TASK INSTRUCTIONS: Only the text of the entries below should appear in your exact transcription; leave out every picture.

(Referring expression pointing data)
- - -
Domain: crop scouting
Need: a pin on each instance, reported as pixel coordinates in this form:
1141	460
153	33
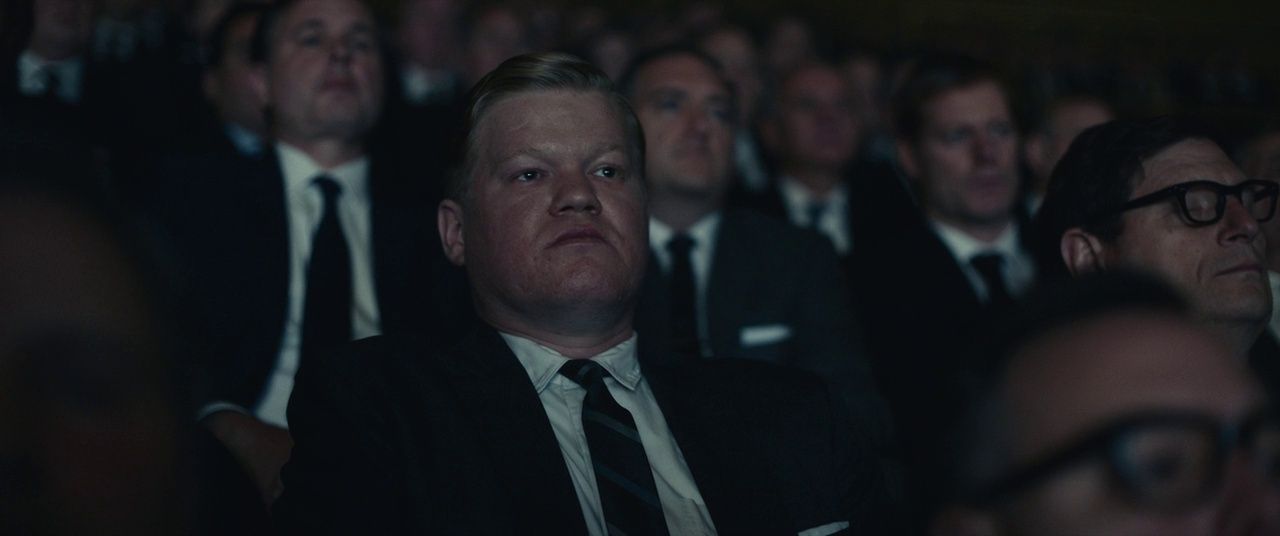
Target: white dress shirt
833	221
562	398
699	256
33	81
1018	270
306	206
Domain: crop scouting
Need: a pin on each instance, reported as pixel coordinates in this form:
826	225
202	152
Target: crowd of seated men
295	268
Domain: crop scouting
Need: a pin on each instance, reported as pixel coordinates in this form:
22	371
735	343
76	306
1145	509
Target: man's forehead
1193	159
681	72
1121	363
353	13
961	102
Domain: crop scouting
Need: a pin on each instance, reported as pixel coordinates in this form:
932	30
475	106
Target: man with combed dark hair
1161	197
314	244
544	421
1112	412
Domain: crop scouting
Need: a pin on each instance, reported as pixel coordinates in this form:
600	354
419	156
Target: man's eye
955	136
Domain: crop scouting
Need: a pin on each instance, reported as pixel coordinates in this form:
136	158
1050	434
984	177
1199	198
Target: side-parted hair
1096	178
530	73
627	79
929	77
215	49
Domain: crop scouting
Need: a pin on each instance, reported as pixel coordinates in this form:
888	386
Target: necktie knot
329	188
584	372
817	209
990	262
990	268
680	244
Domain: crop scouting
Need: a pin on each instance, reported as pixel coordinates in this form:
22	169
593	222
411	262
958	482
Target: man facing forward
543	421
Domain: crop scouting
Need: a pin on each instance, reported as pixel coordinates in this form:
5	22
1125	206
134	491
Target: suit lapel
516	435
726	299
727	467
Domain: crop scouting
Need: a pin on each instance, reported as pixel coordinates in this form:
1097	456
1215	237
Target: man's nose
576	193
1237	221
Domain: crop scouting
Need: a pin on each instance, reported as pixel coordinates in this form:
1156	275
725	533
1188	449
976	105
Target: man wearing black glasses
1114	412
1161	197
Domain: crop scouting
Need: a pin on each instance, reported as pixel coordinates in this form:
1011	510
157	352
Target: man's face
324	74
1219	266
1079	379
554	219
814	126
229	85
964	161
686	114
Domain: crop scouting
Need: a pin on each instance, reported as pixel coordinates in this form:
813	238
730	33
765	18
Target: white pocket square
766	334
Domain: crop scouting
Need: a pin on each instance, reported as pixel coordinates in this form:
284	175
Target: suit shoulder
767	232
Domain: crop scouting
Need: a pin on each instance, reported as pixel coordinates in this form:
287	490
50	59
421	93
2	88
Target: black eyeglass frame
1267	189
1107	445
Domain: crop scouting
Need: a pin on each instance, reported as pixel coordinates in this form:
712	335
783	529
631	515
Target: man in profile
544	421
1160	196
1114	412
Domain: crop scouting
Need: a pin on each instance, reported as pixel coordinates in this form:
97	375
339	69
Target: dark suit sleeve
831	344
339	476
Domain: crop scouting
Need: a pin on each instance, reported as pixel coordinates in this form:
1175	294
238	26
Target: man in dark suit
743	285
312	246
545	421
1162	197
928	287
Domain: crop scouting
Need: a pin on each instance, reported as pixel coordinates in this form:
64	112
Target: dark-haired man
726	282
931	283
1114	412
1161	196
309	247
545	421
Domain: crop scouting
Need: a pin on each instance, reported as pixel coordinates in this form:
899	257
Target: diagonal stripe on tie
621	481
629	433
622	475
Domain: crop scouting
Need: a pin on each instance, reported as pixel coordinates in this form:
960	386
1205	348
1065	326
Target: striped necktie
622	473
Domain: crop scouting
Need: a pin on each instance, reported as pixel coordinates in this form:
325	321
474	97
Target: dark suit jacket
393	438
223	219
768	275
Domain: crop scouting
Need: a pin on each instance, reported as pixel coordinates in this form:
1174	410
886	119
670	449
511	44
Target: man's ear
- - -
RESULT:
Domain: crop scouting
Need: a pin on each instance, reported as pixel coordinates in this form:
1141	460
153	33
Target: white dress shirt
833	221
562	398
699	256
33	81
1018	270
306	206
Domain: crop scouting
Need: a pin on each instance, reported as pixel coordinates in this form:
826	225
202	152
Target: crowd of seated men
295	268
Domain: crop scouting
Need: a pin on each instance, reported as pixel coordinates in this form:
22	371
735	343
76	306
1145	509
Target: man's forehead
1193	159
681	72
1121	363
353	13
961	102
Domain: crop scouting
Need: a pin on each instance, reported as pixel coordinates in this form:
932	30
475	106
Target: man with combed dark hair
1161	197
314	244
544	421
1112	412
Domain: crop scouting
Need: a pin on each instance, reported as pixel coordinates in this form:
600	354
419	156
Target: man's eye
955	136
Domain: crop scouting
Need: a pin on each instance, reported as pixel coordinates in this form:
136	158
1050	434
984	177
1199	198
Target: side-parted hair
1096	178
530	73
627	79
929	77
215	49
Domain: crop scouting
Need: a pin on each instance, reported as pixel coordinates in this form:
888	386
Target: necktie knot
329	188
584	372
817	209
990	262
990	268
680	244
Domain: crop scouting
Need: a pin on each instance, reported as pixel coordinates in this form:
22	169
593	222
411	262
958	482
Target: man facing forward
543	421
Domain: crop scouting
Need: a pin on each instance, reported as pixel coordinates in this form:
5	22
1125	206
134	491
Target: suit lapel
516	435
726	299
727	467
Domain: crop scouting
Need: a pin on each instance, reported as pixel coordinates in this form:
1097	456
1215	237
Target: man's nose
576	193
1237	221
Domain: crop scouting
Need: a pin on each instance, reported as pixel coordinates in this form:
1156	275
725	533
1188	449
976	105
Target: man wearing black glasses
1114	412
1161	197
Domain: crop scouting
Need: a pin on each instance, reported as pixel coordinates in this form:
1011	510
157	352
Target: man's face
324	74
1219	266
1079	379
554	219
814	126
229	85
964	161
686	114
Domain: crop scouting
Need: a pin on each instance, reported as pixel coordinates in this form:
813	238
730	33
765	18
Target: white pocket square
766	334
Domain: crop scouting
Need: a pin on each instance, reported as pixel coordinates in this form:
284	175
Target: suit shoulder
767	232
Domain: crop scouting
Need: a pin on each instance, reported as pixel coordinates in this form:
287	490
50	59
421	93
2	88
Target: black eyeglass frame
1267	189
1107	445
Domain: crop scouting
Need: a pin on each instance, reported as pixel coordinates in this form:
712	335
783	529
631	515
Target: man in profile
544	421
1160	196
1114	412
Domain: crop scouting
Need: a pin on each instance, reported as pixel coordinates in this form:
97	375
339	69
Target: dark suit sleeve
831	344
339	476
Domain: crop scouting
Need: a pin on each instance, reported as pixel coordinates in this form:
1175	294
238	26
Target: man in dark suit
743	285
312	246
545	421
1162	197
928	287
Domain: crop scouting
Need: a pin on each instance, reported as pixel coordinates in this form:
64	112
Target: dark-haired man
726	282
931	283
1114	412
1161	196
309	247
545	421
Domain: crop scouting
Need: a pin on each instance, reported as pixel coordinates in this form:
899	257
Target: diagonal stripe on tie
621	481
629	433
622	475
Domain: crop scouting
Need: a pin on each instance, reported as pixel coordinates in this form:
960	386
1205	348
1065	326
Target: striped necktie
622	473
Domain: crop scouting
Need: a pin on each instance, reported as pixel coordinates in this form:
325	321
474	97
Target: dark suit jacket
393	438
223	219
768	275
Domain: crop scouting
Need: a pin on each instance, reported as pixel coordinates in this form:
1174	410
886	119
670	449
511	44
Target: man's ear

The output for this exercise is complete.